## Your tasks
A. Rewrite the passage about the Dumb Numbers II album, beginning at the words "We had plans" and stopping after "Patrick on bass.", with "bummer" swapped for "disappointment".
B. Extend the passage about the Dumb Numbers II album, picking up right after its last sentence.

Top of Passage

It’s definitely a more cohesive sounding record than the first Dumb Numbers album (which is really a compilation of songs recorded over a 10 year period, with mastering engineer Pete Lyman and I struggling to get all those songs on the first album to play nice together). Dumb Numbers II documents a very specific moment in time.. specifically my time spent living in Los Angeles, hanging out most weekends with David Yow, and seeing quite a bit of Dale and Toshi.
We had plans to open for Dinosaur Jr in support of this album but circumstances at the time prevented us from touring, which was a real bummer as I was really looking forward to discovering what kind of beast some of these songs would become once we were able to work on them together as a band with Murph on drums, Bonnie Mercer on guitar and Steve Patrick on bass.

Bottom of Passage
Top of Data provided

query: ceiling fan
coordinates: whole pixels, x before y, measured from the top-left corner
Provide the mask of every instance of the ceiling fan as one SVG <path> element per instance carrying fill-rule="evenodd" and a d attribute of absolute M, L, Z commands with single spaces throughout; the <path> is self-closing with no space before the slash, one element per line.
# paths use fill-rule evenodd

Bottom of Data provided

## Answers by item number
A.
We had plans to open for Dinosaur Jr in support of this album but circumstances at the time prevented us from touring, which was a real disappointment as I was really looking forward to discovering what kind of beast some of these songs would become once we were able to work on them together as a band with Murph on drums, Bonnie Mercer on guitar and Steve Patrick on bass.

B.
Fortunately we were at least able to make a video for one of the songs. Ever since David and I filmed our first video together back in 2012 (for Steve’s band Useless Children), we talked about returning to the Jimmy character. David would often make Jimmy faces or do something Jimmy-like while we were hanging out, which would crack us both up. Jimmy is based on a real person named Jimmy. Back in the '90s when I still lived in Australia, I worked at a printing factory, and Jimmy was the janitor there. He wasn’t a very good janitor but he was a very sweet-hearted man. He was a simple fella who didn’t talk much, but we bonded over music. I had a boombox and he would respond physically to whatever music I was playing. I played the first Folk Implosion record (Take A Look Inside...) a lot, and he would dance with his broom and shake his butt.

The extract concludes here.